BRIEF:
In the items below, rename "Return value" to "Output" everywhere it occurs and repeat the lines with everything else unchanged. Leave the pictures out of your answer.

== DATASET EXCERPTS

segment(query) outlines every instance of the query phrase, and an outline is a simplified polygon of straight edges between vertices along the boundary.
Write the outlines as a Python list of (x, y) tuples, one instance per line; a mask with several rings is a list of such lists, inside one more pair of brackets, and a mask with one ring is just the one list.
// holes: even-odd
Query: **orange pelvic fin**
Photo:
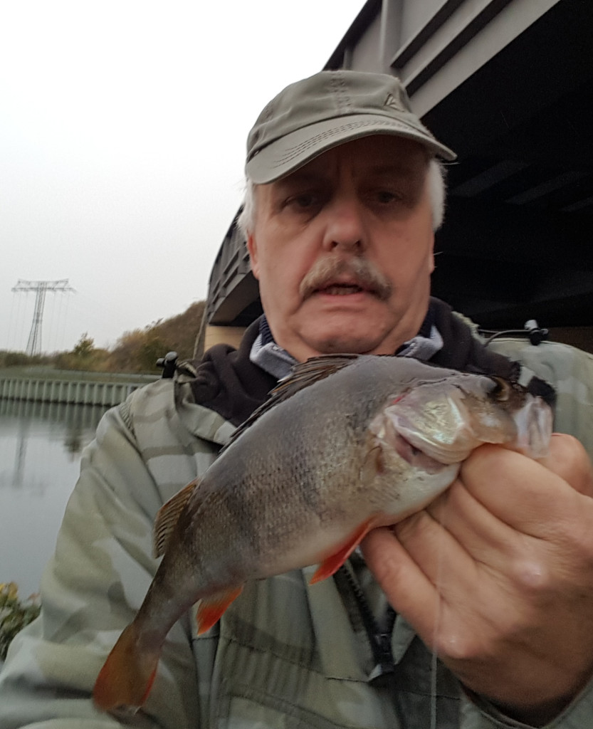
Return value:
[(231, 602), (239, 596), (243, 590), (243, 585), (231, 588), (224, 592), (217, 593), (209, 598), (204, 598), (198, 608), (198, 635), (206, 633), (215, 623), (218, 623)]
[(139, 709), (148, 698), (157, 671), (159, 652), (141, 652), (138, 631), (132, 623), (120, 636), (101, 669), (93, 700), (98, 709)]
[(326, 577), (330, 577), (334, 572), (336, 572), (373, 529), (373, 521), (374, 520), (372, 518), (363, 521), (350, 534), (347, 541), (340, 547), (337, 552), (326, 557), (309, 580), (309, 585), (320, 582), (322, 580), (325, 580)]

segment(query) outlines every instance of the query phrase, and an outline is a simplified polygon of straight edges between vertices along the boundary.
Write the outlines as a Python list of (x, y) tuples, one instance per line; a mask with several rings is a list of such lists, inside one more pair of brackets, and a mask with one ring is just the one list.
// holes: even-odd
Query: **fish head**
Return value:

====

EXERCISE SOLUTION:
segment(query) outlines every instance of the query phrase, and an outline is a simplified polygon of straight edges between vertices along the boundary.
Write the outlines as a Python list of (x, y) tuples, one instance per line; a mask with several rings is a list of such lists, inside one more pair of brackets, and a mask with one ring is just the one list.
// holes: even-odd
Query: **orange pelvic fin**
Photo:
Output:
[(231, 602), (239, 596), (243, 590), (243, 585), (231, 588), (224, 592), (217, 593), (209, 598), (204, 598), (198, 608), (198, 635), (206, 633), (215, 623), (218, 623)]
[(139, 709), (148, 698), (157, 671), (159, 652), (141, 652), (138, 631), (132, 623), (120, 636), (101, 669), (93, 700), (98, 709)]
[(326, 577), (330, 577), (334, 572), (336, 572), (373, 529), (373, 521), (374, 520), (372, 518), (363, 521), (350, 534), (347, 541), (340, 547), (337, 552), (326, 557), (309, 580), (309, 585), (320, 582), (322, 580), (325, 580)]

segment(query) outlines every instance of the query phrase, and an outline is a simplified polygon of straight edges between vertices along the boundary.
Write the outlines as a Python list of (x, y) tuples, one instance per line; a mask with several rings is a list of such lists, inside one more pair of brackets, and a mask with one ring is just the one list.
// holes: even-odd
Query: **fish head**
Output:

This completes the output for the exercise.